▸ **EXERCISE**
In the data that follows, find the line with "Target: window glass pane"; transcribe it, every later line up to the one with "Mark one point per instance of the wooden board", and that line as well, exactly and with no others.

▸ **GIVEN INFORMATION**
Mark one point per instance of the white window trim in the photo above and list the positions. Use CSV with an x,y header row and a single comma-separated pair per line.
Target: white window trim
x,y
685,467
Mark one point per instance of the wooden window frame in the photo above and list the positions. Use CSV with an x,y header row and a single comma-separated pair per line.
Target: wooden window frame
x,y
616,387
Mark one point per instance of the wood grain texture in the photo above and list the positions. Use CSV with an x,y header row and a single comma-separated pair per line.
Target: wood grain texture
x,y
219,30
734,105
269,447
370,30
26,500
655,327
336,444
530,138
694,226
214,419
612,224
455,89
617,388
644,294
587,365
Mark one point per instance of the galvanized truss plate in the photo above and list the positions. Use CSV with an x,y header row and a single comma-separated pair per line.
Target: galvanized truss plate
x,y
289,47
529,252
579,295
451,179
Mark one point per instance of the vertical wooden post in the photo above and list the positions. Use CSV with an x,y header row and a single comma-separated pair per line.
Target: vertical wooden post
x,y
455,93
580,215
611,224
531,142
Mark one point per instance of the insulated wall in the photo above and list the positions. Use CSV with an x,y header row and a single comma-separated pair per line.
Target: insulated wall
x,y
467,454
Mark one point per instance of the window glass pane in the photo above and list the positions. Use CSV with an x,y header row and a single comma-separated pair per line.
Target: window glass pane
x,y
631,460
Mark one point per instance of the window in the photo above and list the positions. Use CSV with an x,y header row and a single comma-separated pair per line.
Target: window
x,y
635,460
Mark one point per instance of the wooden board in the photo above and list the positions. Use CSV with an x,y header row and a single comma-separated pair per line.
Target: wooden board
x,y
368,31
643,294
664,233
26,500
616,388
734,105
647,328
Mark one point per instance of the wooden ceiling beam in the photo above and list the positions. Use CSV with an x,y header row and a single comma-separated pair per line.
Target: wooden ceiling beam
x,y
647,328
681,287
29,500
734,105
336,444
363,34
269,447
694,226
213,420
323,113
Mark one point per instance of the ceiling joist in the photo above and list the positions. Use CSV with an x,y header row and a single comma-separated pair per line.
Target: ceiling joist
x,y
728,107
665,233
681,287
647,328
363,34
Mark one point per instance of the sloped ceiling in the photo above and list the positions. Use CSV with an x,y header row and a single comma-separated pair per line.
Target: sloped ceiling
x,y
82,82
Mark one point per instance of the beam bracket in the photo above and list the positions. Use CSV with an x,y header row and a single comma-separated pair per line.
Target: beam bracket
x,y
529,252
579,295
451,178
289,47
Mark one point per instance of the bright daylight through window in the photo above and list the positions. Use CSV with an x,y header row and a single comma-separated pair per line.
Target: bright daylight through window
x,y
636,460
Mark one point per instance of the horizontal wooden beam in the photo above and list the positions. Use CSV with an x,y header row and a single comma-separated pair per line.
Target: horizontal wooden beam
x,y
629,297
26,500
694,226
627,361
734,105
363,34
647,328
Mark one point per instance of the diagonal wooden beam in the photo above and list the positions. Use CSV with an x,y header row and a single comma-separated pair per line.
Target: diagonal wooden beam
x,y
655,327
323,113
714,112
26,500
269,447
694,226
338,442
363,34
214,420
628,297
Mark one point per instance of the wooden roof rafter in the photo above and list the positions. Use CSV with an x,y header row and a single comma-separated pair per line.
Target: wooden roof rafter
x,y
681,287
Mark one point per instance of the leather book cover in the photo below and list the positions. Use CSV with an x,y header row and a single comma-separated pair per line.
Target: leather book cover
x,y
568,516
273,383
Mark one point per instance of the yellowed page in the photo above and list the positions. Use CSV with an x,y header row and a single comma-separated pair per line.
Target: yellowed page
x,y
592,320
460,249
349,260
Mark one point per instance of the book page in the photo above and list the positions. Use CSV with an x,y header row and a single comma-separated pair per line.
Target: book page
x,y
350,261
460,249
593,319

▸ **REPLY**
Target: window glass pane
x,y
631,460
Mark one point per instance of the window in the photo above and list the positions. Use CSV with an x,y header row and a single comma-separated pair per line.
Target: window
x,y
635,460
Mark one point per instance of the wooden board in the photo above and list the positions. Use CSV with an x,y header row and a single comma-separated pair per line.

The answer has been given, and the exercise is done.